◆ Passage provided ◆
· · ·
Chapter 3
Philosophy Renaissance Society

Renaissance by mistake

Pier Luigi Sacco

Prof. Pier Luigi Sacco, PhD, Professor of Cultural Economics at IULM University, Milan

Renaissance by mistake

Spirit, are you there?

Leonardo da Vinci is probably the most acclaimed creative mind of all time and the epitome of the Renaissance man. His knowledge, talents, vision, and imagination spanned several disciplines that sadly now constitute different cultures: Science and Art. We admire Leonardo so much not only for what he did, but also and maybe even more for what he anticipated: in his notebooks, he figured out ideas and possibilities that would only become a reality several centuries later. And yet, if we think of it, most of what we admire Leonardo for did not work. His tank or his submarine, to cite a few famous examples, are brilliant intuitions, but nothing more. Even an artistic masterpiece like The last supper is in critical condition because Leonardo experimented with a new painting technique of his own invention, a tempera grassa, that would fail to stick properly to the humid wall. A detractor of his time would not have been in a difficult position in depicting Leonardo as a fraud by selectively picking a collection of such incidents. But his experimental, risk-taking attitude was a constant feature of his creative method. This raises an interesting question: Do we admire Leonardo because of his mistakes or despite his mistakes?
· · ·
◆ Do this ◆
What is the Spanish for this sentence from the passage on Leonardo da Vinci: "But his experimental, risk-taking attitude was a constant feature of his creative method."?

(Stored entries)
· · ·
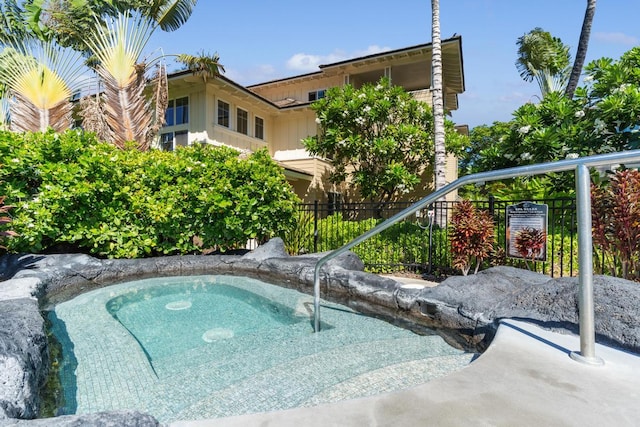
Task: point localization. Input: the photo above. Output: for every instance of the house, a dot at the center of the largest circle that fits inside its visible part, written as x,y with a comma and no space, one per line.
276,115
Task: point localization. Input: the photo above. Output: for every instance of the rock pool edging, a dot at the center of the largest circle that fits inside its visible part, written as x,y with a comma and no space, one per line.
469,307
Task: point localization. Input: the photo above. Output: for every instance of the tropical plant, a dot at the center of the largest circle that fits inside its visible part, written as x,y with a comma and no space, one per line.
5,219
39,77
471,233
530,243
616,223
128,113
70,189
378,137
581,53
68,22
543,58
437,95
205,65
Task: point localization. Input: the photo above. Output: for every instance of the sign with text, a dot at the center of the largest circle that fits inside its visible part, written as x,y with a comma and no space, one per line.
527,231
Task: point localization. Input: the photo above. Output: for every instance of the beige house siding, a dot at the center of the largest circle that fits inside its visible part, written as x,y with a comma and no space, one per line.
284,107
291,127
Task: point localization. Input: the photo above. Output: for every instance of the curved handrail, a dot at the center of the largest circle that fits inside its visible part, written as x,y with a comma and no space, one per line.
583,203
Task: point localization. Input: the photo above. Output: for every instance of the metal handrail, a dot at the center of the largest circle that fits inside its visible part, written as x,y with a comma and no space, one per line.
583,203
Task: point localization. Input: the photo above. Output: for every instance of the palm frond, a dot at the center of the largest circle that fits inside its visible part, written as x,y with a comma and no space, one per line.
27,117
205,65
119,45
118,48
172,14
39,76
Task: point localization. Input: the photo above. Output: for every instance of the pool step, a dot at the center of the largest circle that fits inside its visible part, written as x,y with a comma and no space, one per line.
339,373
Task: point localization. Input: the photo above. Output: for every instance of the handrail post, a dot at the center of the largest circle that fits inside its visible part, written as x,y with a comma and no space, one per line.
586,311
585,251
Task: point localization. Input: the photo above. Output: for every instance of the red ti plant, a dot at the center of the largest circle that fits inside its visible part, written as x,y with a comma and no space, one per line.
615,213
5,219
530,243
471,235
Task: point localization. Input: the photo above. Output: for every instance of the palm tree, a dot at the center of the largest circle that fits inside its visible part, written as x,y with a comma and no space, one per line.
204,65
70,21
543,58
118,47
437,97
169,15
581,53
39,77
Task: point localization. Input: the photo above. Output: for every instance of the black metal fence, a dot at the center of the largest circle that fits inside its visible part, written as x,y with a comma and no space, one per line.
· · ·
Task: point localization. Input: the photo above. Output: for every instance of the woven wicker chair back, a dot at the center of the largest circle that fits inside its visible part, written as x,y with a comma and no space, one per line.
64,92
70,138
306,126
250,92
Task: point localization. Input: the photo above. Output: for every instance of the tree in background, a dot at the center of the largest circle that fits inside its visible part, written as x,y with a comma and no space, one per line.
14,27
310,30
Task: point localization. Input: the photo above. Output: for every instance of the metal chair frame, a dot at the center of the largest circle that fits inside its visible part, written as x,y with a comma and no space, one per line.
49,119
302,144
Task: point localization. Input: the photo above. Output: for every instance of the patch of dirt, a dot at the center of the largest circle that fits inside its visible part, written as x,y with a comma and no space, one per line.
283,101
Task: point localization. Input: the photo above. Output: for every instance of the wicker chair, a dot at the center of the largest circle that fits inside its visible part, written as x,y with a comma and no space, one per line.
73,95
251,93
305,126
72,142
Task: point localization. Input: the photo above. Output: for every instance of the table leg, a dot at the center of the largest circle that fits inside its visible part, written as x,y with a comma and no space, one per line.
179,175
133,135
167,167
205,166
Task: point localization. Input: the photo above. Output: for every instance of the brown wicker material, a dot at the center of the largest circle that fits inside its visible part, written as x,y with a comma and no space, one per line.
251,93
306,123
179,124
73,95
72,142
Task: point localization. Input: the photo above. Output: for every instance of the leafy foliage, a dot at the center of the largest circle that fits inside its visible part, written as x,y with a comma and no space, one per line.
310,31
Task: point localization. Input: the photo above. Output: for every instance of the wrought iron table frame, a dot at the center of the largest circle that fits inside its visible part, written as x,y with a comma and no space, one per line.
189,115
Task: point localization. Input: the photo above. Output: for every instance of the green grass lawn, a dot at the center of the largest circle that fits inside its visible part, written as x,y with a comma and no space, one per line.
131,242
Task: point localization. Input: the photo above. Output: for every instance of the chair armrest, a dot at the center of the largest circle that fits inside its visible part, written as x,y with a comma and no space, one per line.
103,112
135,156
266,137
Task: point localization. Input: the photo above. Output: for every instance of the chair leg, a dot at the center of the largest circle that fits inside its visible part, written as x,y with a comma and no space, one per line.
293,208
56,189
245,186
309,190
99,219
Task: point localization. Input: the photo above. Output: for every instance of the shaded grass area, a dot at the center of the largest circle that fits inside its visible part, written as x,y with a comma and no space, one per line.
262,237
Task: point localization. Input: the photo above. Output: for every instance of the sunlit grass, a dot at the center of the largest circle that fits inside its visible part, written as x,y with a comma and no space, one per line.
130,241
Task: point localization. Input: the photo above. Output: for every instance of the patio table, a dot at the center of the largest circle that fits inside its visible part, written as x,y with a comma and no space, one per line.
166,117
· · ·
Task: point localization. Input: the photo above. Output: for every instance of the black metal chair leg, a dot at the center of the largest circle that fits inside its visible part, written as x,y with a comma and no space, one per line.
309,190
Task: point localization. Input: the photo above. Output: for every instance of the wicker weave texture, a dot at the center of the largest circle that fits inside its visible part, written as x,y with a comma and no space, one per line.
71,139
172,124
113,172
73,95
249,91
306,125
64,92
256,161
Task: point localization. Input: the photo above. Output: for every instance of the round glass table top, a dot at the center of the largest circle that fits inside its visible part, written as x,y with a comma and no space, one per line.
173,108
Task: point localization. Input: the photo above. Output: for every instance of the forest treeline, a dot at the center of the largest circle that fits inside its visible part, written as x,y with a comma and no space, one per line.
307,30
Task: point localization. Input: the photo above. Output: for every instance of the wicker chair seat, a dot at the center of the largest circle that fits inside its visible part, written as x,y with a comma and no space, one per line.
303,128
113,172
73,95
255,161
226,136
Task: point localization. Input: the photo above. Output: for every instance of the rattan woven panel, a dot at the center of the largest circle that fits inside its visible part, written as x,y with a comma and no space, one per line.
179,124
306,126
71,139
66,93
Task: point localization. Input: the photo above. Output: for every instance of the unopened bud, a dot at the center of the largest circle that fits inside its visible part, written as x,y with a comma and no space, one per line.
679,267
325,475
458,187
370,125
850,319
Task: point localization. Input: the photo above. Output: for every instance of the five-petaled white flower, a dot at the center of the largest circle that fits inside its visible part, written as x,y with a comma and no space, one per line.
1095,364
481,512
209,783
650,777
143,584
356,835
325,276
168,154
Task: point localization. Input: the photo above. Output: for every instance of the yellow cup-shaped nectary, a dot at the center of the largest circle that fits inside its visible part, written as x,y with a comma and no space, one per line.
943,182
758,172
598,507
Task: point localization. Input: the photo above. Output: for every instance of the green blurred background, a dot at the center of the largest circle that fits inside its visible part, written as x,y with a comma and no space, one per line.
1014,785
· · ·
◆ Solution for this task ◆
Pero su actitud experimental y arriesgada era un rasgo constante de su método creativo.